Home / Dallas News / Parents pack council chambers at Allen ISD meeting to protest the district’s COVID-19 response

Parents pack council chambers at Allen ISD meeting to protest the district’s COVID-19 response

Masks weren’t on the formal agenda for the Allen ISD board of trustees meeting Monday, but that didn’t stop a couple of hundred masked parents from sharing their thoughts about the district’s COVID-19 safety precautions.

The majority of the attendees wore masks and are part of a community group, Allen ISD Parents For Safe In-Person and Virtual School. They’re hoping for a virtual school option until younger children can be vaccinated or for a mask mandate for the unvaccinated, and they have threatened to organize against the district’s upcoming bond election if officials don’t act.

A few dozen unmasked parents and Allen residents attended the meeting to show support for the district’s current COVID-19 policies. Their club and political action committee, We the People Allen, has demonstrated at least once in the last couple of weeks in front of the Allen ISD administration building to express approval of the district’s mask choice and in-person learning policies.

The district first announced in the spring that masks would be optional in the 2021-2022 school year, per an executive order from Texas Gov. Greg Abbott.

But with the arrival of new, more infectious and deadly variants of COVID-19, few vacant pediatric ICU beds across North Texas and a legal match over masks between the state, schools and counties, many districts have issued mask mandates or offered virtual learning options.

At the Allen ISD meeting Monday, none of the board members wore masks, nor did many of the district employees.

Some parents in favor of more rigid public health regulations have said they’ve withdrawn their children from school because of the lack of safety precautions.

Shagufta Vora said she didn’t plan to keep her fifth-grader home, but when the virus began surging and none of her daughter’s teachers wore masks to Meet the Teacher night, she changed course.

Now she hopes the district will, too.

“When the circumstances change, AISD has to be able to pivot and change their plan as well,” Vora said.

Allen ISD’s COVID-19 dashboard showed 21,724 students enrolled the week of Aug. 11 and now shows 21,568, a difference of 156, though it is not known how many of those students withdrew because of COVID-19 concerns.

Parents also sent district leaders a signed letter with hundreds of signatures and met with them last Friday to discuss the COVID-19 protocol.

A standing-room only crowd packed Allen’s city council chambers, where the school board met. Before the meeting, the fire marshal said that the room had reached its capacity of 123 and that he would admit more people when others exited the building.

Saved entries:
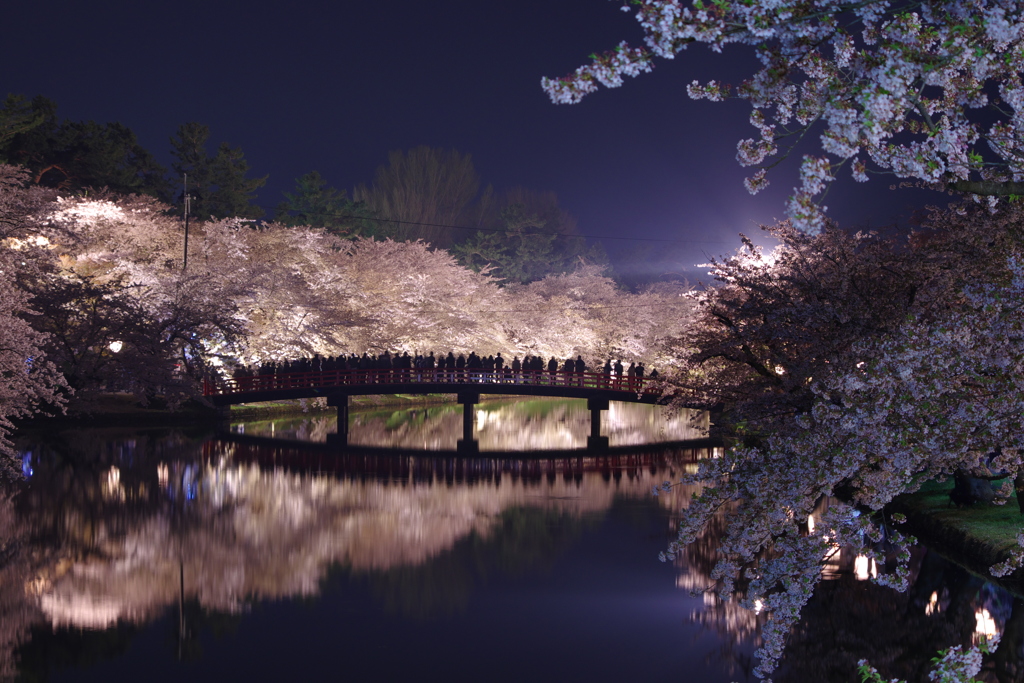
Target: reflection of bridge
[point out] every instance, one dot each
(338, 385)
(382, 465)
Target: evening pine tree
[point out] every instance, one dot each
(218, 184)
(73, 156)
(315, 204)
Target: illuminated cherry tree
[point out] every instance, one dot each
(855, 371)
(929, 91)
(29, 382)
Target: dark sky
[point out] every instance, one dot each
(334, 86)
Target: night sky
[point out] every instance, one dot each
(334, 86)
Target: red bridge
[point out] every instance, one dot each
(338, 385)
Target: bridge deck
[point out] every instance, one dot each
(359, 382)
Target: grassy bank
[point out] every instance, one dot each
(975, 537)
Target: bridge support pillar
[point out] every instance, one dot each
(468, 444)
(340, 402)
(224, 418)
(595, 441)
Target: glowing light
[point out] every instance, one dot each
(933, 604)
(112, 486)
(861, 567)
(986, 625)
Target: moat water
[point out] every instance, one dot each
(182, 555)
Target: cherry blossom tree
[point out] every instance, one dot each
(924, 90)
(29, 381)
(855, 370)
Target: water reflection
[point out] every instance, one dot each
(151, 525)
(535, 424)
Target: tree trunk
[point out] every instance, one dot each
(1019, 486)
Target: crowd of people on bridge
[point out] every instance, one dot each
(389, 369)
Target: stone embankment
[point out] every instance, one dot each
(974, 537)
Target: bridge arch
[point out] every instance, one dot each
(338, 385)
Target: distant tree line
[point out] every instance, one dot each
(517, 236)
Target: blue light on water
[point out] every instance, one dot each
(27, 464)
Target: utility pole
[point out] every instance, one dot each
(184, 261)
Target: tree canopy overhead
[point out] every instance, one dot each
(925, 90)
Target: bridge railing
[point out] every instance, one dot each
(397, 378)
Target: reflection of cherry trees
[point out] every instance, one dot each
(17, 612)
(236, 532)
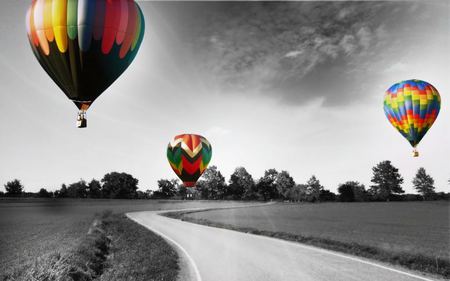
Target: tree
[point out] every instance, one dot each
(284, 183)
(241, 185)
(119, 186)
(43, 193)
(94, 189)
(14, 188)
(326, 195)
(424, 184)
(213, 185)
(387, 181)
(266, 186)
(61, 193)
(297, 193)
(314, 188)
(352, 191)
(77, 189)
(167, 188)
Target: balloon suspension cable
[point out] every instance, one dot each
(415, 152)
(81, 119)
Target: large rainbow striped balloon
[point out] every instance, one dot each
(412, 106)
(189, 156)
(84, 45)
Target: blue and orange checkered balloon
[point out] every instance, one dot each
(412, 106)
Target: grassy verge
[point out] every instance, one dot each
(417, 262)
(115, 248)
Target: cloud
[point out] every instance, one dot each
(297, 52)
(217, 131)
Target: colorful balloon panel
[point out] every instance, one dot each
(85, 45)
(412, 106)
(189, 156)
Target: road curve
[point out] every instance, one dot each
(224, 255)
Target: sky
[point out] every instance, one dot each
(295, 86)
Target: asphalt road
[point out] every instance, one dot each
(216, 254)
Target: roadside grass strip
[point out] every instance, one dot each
(114, 248)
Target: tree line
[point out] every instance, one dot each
(273, 185)
(112, 186)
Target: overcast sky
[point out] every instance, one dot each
(295, 86)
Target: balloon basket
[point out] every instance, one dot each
(81, 120)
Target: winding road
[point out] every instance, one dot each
(214, 254)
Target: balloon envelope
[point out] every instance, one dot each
(84, 45)
(189, 156)
(412, 106)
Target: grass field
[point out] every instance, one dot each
(32, 228)
(413, 234)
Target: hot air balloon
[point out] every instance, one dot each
(412, 106)
(84, 45)
(189, 156)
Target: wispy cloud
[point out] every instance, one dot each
(300, 51)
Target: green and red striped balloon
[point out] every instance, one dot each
(84, 45)
(189, 156)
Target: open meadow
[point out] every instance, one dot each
(412, 234)
(32, 228)
(417, 227)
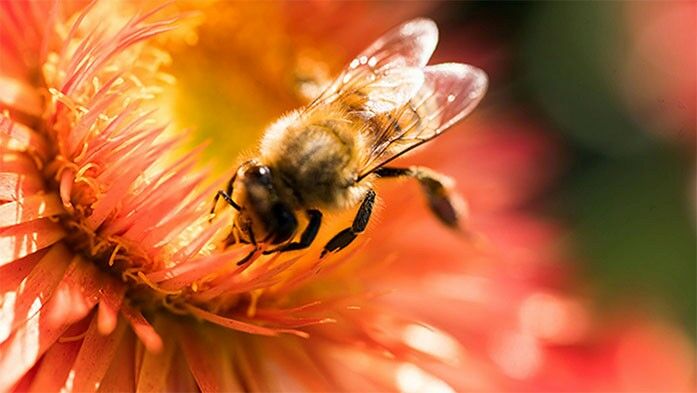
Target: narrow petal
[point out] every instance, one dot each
(242, 326)
(19, 96)
(21, 240)
(34, 291)
(18, 137)
(155, 366)
(29, 209)
(28, 343)
(110, 299)
(121, 377)
(142, 328)
(209, 361)
(95, 356)
(55, 367)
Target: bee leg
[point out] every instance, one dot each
(252, 239)
(227, 196)
(345, 237)
(307, 237)
(442, 201)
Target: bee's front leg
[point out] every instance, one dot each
(226, 195)
(345, 237)
(444, 203)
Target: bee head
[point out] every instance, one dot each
(264, 212)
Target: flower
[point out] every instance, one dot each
(112, 278)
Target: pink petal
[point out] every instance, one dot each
(111, 296)
(241, 326)
(185, 274)
(30, 209)
(121, 377)
(95, 356)
(16, 95)
(209, 361)
(34, 291)
(18, 137)
(145, 332)
(23, 239)
(155, 366)
(56, 364)
(26, 345)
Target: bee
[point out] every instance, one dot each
(326, 156)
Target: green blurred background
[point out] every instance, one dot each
(612, 84)
(615, 84)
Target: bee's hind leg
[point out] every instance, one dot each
(345, 237)
(308, 235)
(442, 201)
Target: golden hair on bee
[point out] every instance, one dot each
(325, 156)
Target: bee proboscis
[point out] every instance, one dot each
(325, 156)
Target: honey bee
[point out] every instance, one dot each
(326, 156)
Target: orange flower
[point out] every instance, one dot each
(112, 279)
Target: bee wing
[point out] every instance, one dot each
(388, 73)
(449, 93)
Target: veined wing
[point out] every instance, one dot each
(388, 73)
(449, 93)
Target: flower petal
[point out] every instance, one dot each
(96, 355)
(21, 240)
(26, 345)
(19, 96)
(34, 291)
(210, 362)
(29, 209)
(155, 366)
(54, 371)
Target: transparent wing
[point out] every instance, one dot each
(449, 93)
(388, 73)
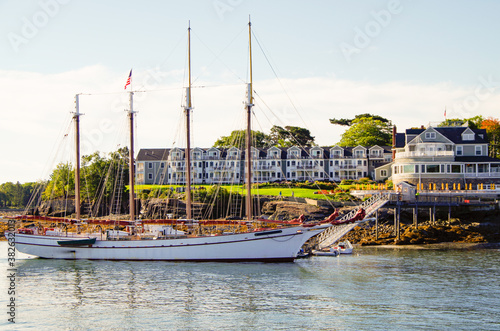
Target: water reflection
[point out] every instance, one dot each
(373, 289)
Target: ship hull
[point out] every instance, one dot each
(280, 245)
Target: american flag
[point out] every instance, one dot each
(128, 79)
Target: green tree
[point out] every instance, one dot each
(473, 122)
(367, 131)
(492, 127)
(61, 182)
(349, 122)
(291, 136)
(237, 139)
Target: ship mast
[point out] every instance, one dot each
(131, 158)
(249, 105)
(187, 111)
(76, 117)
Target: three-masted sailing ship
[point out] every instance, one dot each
(280, 244)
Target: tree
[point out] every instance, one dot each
(237, 139)
(473, 122)
(349, 122)
(492, 127)
(61, 183)
(367, 131)
(291, 136)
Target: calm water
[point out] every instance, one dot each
(374, 289)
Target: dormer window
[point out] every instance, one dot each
(468, 136)
(430, 135)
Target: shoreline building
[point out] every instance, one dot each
(433, 155)
(227, 166)
(442, 155)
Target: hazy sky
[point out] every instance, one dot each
(313, 60)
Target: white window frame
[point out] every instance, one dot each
(430, 135)
(479, 149)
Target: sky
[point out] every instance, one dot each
(405, 60)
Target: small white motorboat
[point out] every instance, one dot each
(344, 247)
(331, 252)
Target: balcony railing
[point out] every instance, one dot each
(415, 154)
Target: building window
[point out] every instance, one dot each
(468, 136)
(408, 168)
(430, 135)
(456, 168)
(432, 168)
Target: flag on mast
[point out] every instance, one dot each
(128, 79)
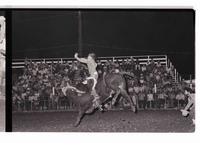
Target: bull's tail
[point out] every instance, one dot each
(131, 75)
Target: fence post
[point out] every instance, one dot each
(175, 74)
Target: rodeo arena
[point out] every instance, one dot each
(153, 84)
(90, 93)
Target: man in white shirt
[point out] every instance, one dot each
(190, 107)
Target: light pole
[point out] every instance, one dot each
(80, 46)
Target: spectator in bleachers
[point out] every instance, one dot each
(150, 99)
(38, 75)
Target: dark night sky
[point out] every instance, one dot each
(54, 33)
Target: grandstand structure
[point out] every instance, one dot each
(143, 59)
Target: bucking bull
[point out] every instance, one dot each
(108, 87)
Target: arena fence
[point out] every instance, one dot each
(163, 59)
(65, 105)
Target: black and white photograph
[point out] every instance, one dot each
(102, 70)
(2, 71)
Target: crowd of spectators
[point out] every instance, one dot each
(151, 85)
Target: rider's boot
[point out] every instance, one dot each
(96, 101)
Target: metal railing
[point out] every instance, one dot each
(65, 105)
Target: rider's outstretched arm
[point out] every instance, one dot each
(82, 60)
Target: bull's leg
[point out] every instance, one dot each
(115, 97)
(127, 97)
(80, 116)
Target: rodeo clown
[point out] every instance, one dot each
(190, 107)
(91, 64)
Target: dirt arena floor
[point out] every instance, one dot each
(110, 121)
(2, 115)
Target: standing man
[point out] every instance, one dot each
(190, 107)
(92, 65)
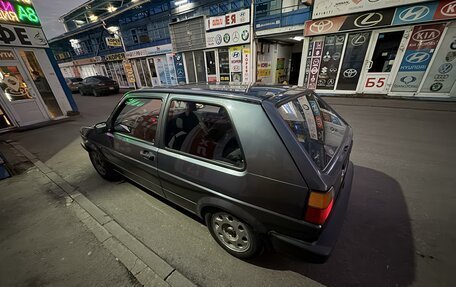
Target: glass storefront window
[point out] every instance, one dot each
(13, 84)
(41, 83)
(200, 66)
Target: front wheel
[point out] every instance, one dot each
(102, 167)
(233, 235)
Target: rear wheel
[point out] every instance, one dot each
(102, 167)
(233, 234)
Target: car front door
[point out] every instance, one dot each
(132, 137)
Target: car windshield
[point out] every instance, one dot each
(316, 126)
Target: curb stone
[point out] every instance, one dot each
(148, 268)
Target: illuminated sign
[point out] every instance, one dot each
(18, 11)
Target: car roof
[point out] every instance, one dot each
(249, 93)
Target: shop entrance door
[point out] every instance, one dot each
(385, 47)
(18, 92)
(212, 71)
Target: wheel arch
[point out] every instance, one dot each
(207, 204)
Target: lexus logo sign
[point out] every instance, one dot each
(368, 20)
(414, 13)
(426, 35)
(417, 57)
(449, 9)
(350, 73)
(321, 26)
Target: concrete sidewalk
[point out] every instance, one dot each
(43, 243)
(51, 234)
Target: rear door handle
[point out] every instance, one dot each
(147, 154)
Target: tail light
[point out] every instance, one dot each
(319, 206)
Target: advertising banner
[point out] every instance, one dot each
(171, 78)
(355, 52)
(228, 20)
(179, 66)
(315, 64)
(442, 74)
(421, 47)
(330, 62)
(328, 8)
(236, 64)
(404, 15)
(228, 37)
(246, 65)
(13, 35)
(129, 71)
(149, 51)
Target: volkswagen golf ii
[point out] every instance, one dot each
(261, 164)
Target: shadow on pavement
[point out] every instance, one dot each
(375, 247)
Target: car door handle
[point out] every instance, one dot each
(147, 154)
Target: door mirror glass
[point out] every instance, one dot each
(101, 128)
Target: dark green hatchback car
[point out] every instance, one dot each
(257, 164)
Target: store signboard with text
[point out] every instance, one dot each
(442, 73)
(18, 12)
(14, 35)
(228, 37)
(404, 15)
(420, 49)
(329, 8)
(228, 20)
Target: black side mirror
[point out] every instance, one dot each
(101, 128)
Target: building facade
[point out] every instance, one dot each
(32, 89)
(381, 48)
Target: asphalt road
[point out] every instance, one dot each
(399, 228)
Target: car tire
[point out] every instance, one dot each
(103, 167)
(233, 234)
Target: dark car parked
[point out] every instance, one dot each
(255, 164)
(73, 83)
(98, 85)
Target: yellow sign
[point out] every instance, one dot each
(113, 42)
(129, 71)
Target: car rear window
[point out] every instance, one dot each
(316, 126)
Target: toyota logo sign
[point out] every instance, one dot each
(321, 26)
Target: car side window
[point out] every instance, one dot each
(203, 130)
(139, 118)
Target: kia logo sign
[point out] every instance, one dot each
(414, 13)
(350, 73)
(426, 35)
(417, 57)
(449, 9)
(321, 26)
(368, 20)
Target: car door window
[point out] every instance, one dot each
(138, 117)
(203, 130)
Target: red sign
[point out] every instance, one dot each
(445, 10)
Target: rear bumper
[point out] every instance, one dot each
(319, 250)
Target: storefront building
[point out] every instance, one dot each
(213, 49)
(31, 88)
(278, 35)
(406, 50)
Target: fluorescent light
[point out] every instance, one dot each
(180, 2)
(93, 18)
(297, 38)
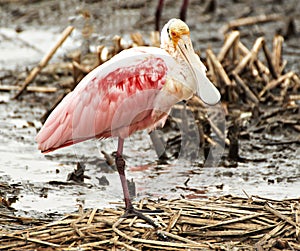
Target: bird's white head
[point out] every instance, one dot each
(175, 39)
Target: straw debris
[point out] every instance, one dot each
(223, 223)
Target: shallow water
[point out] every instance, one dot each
(37, 176)
(34, 178)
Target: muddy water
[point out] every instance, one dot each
(39, 181)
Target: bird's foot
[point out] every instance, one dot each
(132, 212)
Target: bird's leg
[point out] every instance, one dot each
(158, 13)
(129, 209)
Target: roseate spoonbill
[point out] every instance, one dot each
(159, 8)
(132, 91)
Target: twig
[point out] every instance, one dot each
(251, 56)
(281, 216)
(250, 21)
(275, 82)
(230, 42)
(218, 67)
(241, 83)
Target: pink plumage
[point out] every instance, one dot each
(89, 110)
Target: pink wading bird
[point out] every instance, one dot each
(133, 91)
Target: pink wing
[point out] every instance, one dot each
(115, 99)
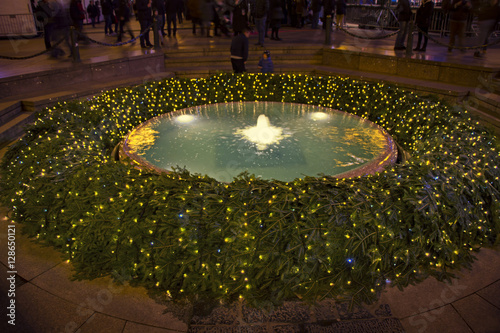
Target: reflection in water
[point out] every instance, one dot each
(271, 140)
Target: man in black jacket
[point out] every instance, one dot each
(145, 17)
(260, 15)
(239, 51)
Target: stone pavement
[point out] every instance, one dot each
(48, 300)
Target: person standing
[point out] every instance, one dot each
(487, 17)
(316, 9)
(93, 12)
(260, 15)
(123, 15)
(328, 10)
(172, 10)
(240, 16)
(194, 11)
(276, 15)
(145, 17)
(77, 14)
(159, 13)
(47, 14)
(423, 20)
(459, 11)
(107, 12)
(404, 14)
(340, 10)
(265, 63)
(239, 51)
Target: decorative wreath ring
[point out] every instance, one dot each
(189, 236)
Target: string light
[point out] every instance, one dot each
(313, 236)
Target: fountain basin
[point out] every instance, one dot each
(272, 140)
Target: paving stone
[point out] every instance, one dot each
(442, 320)
(388, 325)
(253, 315)
(491, 293)
(104, 296)
(291, 312)
(46, 312)
(479, 314)
(102, 323)
(32, 259)
(326, 311)
(356, 312)
(228, 329)
(287, 329)
(131, 327)
(220, 315)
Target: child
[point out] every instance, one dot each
(265, 63)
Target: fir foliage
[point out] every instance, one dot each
(188, 236)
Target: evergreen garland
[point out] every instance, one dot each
(188, 236)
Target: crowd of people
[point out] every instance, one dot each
(487, 13)
(211, 18)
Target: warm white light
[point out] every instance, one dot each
(185, 118)
(319, 116)
(263, 134)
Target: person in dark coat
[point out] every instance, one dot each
(403, 10)
(423, 20)
(276, 15)
(77, 14)
(328, 9)
(459, 11)
(145, 17)
(159, 13)
(340, 10)
(93, 12)
(239, 51)
(487, 12)
(316, 9)
(123, 15)
(194, 11)
(260, 16)
(107, 12)
(172, 8)
(240, 16)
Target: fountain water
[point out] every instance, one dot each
(272, 140)
(263, 134)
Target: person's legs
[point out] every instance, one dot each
(238, 65)
(120, 31)
(401, 36)
(145, 33)
(426, 31)
(47, 34)
(261, 26)
(454, 26)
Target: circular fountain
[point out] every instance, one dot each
(272, 140)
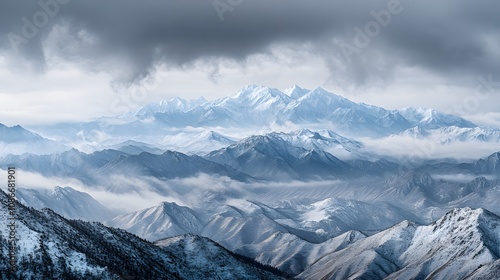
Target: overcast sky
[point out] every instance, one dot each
(70, 60)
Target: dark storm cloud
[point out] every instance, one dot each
(450, 38)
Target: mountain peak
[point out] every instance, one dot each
(295, 91)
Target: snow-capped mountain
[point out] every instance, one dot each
(67, 202)
(16, 140)
(161, 221)
(50, 246)
(196, 143)
(205, 255)
(293, 254)
(432, 119)
(322, 140)
(169, 165)
(271, 157)
(258, 110)
(174, 104)
(453, 247)
(238, 224)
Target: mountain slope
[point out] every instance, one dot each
(17, 141)
(270, 157)
(50, 246)
(67, 202)
(451, 248)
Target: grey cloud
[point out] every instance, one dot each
(449, 38)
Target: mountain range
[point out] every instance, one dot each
(261, 184)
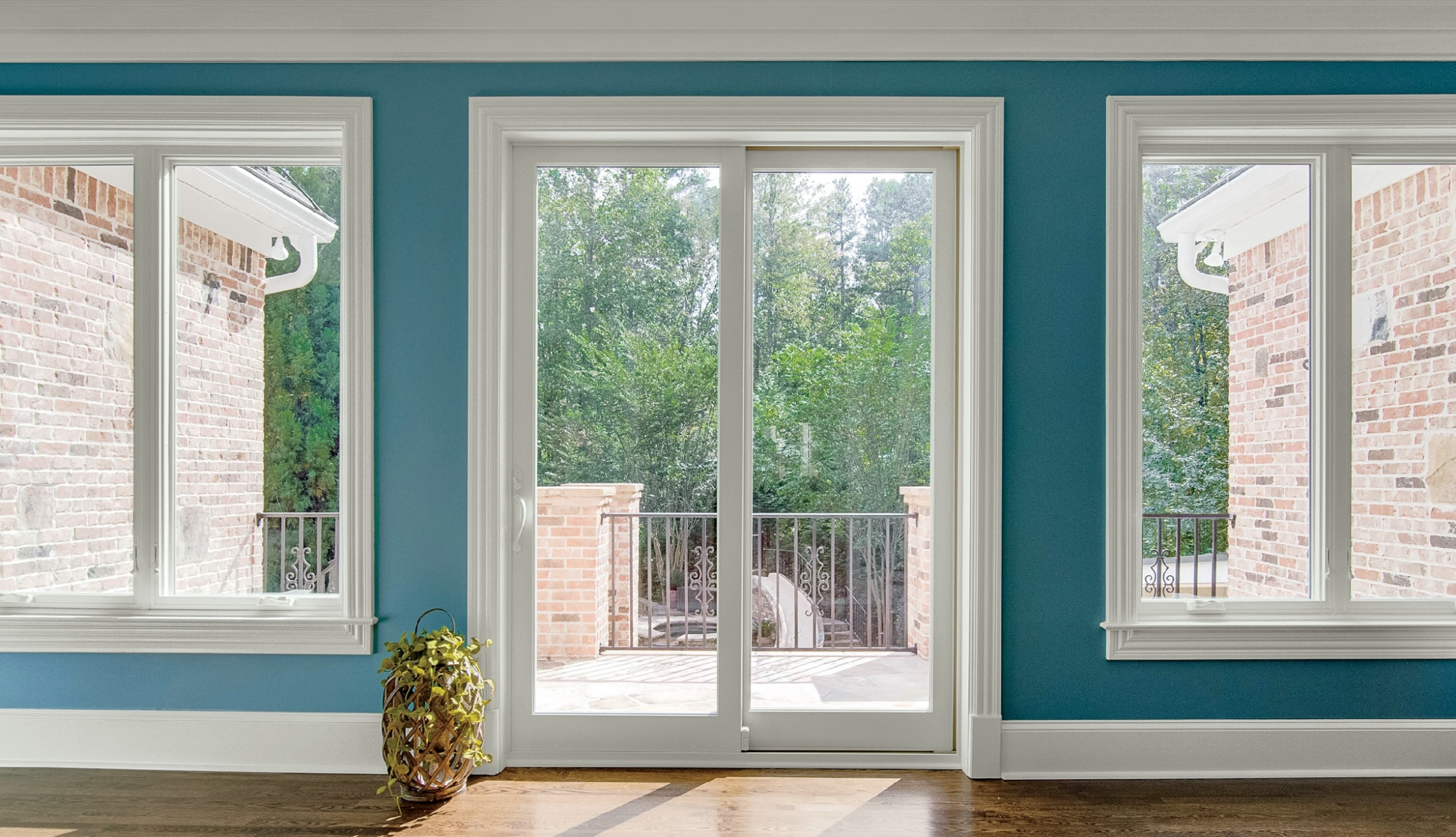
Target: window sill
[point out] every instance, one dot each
(1315, 639)
(186, 633)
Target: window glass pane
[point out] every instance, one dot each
(66, 379)
(256, 380)
(841, 565)
(1226, 381)
(626, 612)
(1404, 383)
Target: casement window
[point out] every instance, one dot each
(186, 374)
(1282, 392)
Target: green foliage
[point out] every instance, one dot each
(302, 370)
(628, 321)
(1186, 362)
(439, 664)
(842, 325)
(628, 347)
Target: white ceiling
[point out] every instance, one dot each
(726, 29)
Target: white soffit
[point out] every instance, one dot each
(1264, 203)
(724, 29)
(233, 204)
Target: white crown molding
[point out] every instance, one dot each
(1226, 748)
(724, 31)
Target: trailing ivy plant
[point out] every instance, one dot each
(443, 696)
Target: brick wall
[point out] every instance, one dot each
(1404, 401)
(1404, 450)
(220, 414)
(574, 568)
(1268, 418)
(66, 394)
(918, 568)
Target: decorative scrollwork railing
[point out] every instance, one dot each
(300, 552)
(1186, 555)
(843, 572)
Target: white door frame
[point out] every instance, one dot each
(970, 126)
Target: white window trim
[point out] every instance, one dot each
(155, 133)
(973, 126)
(1323, 131)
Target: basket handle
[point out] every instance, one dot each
(433, 611)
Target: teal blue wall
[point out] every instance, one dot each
(1055, 664)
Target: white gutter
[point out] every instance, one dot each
(1189, 268)
(244, 209)
(307, 267)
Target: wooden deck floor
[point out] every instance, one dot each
(701, 803)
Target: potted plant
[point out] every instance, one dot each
(434, 704)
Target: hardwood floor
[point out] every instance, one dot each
(699, 803)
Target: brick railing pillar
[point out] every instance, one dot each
(918, 568)
(574, 568)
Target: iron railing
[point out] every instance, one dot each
(1182, 555)
(300, 551)
(827, 581)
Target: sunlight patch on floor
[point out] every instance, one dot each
(779, 805)
(527, 808)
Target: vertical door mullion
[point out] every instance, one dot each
(734, 430)
(1331, 414)
(520, 341)
(152, 373)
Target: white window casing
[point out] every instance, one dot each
(161, 146)
(1325, 135)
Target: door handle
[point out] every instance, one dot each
(520, 528)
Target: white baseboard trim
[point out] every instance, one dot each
(233, 741)
(743, 760)
(1226, 748)
(350, 743)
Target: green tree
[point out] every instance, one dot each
(302, 370)
(628, 331)
(1186, 362)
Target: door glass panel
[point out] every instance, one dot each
(626, 433)
(841, 564)
(1404, 381)
(1226, 381)
(256, 380)
(66, 380)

### TASK GOAL
Translate this sentence from the article about the Allen ISD board meeting into Spanish: "At the Allen ISD meeting Monday, none of the board members wore masks, nor did many of the district employees."

### RESPONSE BELOW
En la reunión del Allen ISD del lunes, ninguno de los miembros de la junta llevaba mascarilla, ni tampoco muchos de los empleados del distrito.